■ **YOUR OBJECTIVE**: Could you print every one of the records below again, word for word?

──────────

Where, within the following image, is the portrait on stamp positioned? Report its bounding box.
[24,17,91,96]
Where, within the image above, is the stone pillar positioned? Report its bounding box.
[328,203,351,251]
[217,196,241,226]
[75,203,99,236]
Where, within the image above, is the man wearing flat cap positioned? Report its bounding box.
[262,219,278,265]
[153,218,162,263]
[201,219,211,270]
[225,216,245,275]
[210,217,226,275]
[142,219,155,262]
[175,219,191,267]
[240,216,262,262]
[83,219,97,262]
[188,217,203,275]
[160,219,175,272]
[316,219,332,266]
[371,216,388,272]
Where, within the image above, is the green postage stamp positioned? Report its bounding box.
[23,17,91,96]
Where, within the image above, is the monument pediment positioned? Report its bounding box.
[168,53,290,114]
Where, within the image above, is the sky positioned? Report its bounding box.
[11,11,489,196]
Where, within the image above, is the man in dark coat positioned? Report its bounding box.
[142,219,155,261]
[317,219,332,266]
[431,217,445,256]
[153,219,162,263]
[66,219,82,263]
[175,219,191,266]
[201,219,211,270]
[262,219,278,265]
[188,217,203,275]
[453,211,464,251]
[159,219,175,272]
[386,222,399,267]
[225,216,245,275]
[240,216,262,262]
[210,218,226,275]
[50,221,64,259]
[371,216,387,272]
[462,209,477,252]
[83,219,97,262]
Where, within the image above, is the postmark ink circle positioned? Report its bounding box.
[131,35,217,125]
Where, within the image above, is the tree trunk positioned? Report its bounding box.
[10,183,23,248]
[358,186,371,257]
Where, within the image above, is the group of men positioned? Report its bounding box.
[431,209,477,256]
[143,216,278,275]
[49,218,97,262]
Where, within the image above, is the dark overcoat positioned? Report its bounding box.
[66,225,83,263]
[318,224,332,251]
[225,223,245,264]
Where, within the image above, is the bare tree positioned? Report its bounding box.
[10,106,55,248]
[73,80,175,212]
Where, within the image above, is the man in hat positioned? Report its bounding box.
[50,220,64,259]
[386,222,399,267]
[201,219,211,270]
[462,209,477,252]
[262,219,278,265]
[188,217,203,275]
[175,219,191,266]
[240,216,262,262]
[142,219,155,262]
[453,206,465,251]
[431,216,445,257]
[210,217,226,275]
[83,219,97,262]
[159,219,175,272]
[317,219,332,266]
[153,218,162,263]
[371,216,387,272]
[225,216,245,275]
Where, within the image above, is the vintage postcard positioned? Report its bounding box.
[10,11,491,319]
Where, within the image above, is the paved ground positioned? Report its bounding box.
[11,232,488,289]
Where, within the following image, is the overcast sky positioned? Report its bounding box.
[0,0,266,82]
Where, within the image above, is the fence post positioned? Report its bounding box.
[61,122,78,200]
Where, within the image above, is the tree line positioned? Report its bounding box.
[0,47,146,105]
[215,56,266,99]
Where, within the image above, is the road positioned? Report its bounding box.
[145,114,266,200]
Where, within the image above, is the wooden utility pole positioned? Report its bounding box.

──────────

■ **FINAL RESULT**:
Where, within the following image, is the portrait on stamp positioned? Report its bounding box.
[24,17,91,96]
Where, within the image above, is the stone pillar positioned? Report its bounding box.
[328,203,351,251]
[217,196,241,226]
[75,203,99,236]
Where, within the image above, is the man wearing flat cap positioned? Report its bounding box.
[262,219,278,265]
[153,218,162,263]
[201,219,211,270]
[225,216,245,275]
[210,217,226,275]
[142,219,155,262]
[175,219,191,267]
[240,216,262,262]
[83,219,97,262]
[188,217,203,275]
[160,219,175,272]
[316,219,332,266]
[371,216,388,272]
Where, within the image above, is the green postage stamp positioned? Report its bounding box.
[23,17,91,96]
Where, within the image above, is the monument pediment positioned? Report its bounding box.
[168,53,290,114]
Where, within the image above, is the sky positioned? Report its bounding box.
[11,11,489,196]
Where, within the image above, is the man in dark coat positioned? Report its bounding box.
[142,219,155,261]
[317,219,332,266]
[431,217,445,256]
[153,219,162,263]
[66,219,82,263]
[175,219,191,266]
[201,219,211,270]
[262,219,278,265]
[188,217,203,275]
[453,211,464,251]
[159,219,175,272]
[386,222,399,267]
[225,216,245,275]
[240,216,262,262]
[210,218,226,275]
[50,221,64,259]
[371,216,387,272]
[462,209,477,252]
[83,219,97,262]
Where, within the image above, is the postmark ink circle positioned? Report its bounding box.
[131,35,217,125]
Where, within the image above, is the tree trunk positioned? Report its bounding box.
[10,183,23,248]
[358,186,371,257]
Where, within the image above, is the group of men positioned? Report its bounding box.
[431,209,477,256]
[143,216,278,275]
[49,218,97,262]
Where, within the image above, is the dark overcoat positioned? Report its bounding box.
[66,225,83,263]
[318,224,332,251]
[225,223,245,264]
Where, within the image above, is the bare tree positioned? Report its bounding box.
[10,106,55,248]
[73,80,175,212]
Where, within the image above, is the man in hat positioned? Report its bounding box.
[50,220,64,259]
[386,222,399,267]
[201,219,211,270]
[462,209,477,252]
[262,219,278,265]
[188,217,203,275]
[175,219,191,266]
[240,216,262,262]
[142,219,155,262]
[453,206,465,251]
[431,216,445,257]
[210,217,226,275]
[83,219,97,262]
[159,219,175,272]
[317,219,332,266]
[153,218,162,263]
[371,216,387,272]
[225,216,245,275]
Where, within the image above, is the vintage postcard positioned? Report its bounding box.
[10,11,491,319]
Where, within the image above, is the paved ground positioned? Report its bounding box.
[11,232,488,289]
Where, within the following image, is the overcast sky positioned? Report its bounding box.
[0,0,266,82]
Where, within the image above, is the fence post positioned? Report its bounding box.
[61,122,78,200]
Where, within the image above, is the tree line positioned? Report its bounding box.
[0,47,146,105]
[215,56,266,99]
Where, within the image above, is the road positioned? Report its bounding box.
[145,114,266,200]
Where, within the image above, is the wooden utility pole positioned? Report its bounding box.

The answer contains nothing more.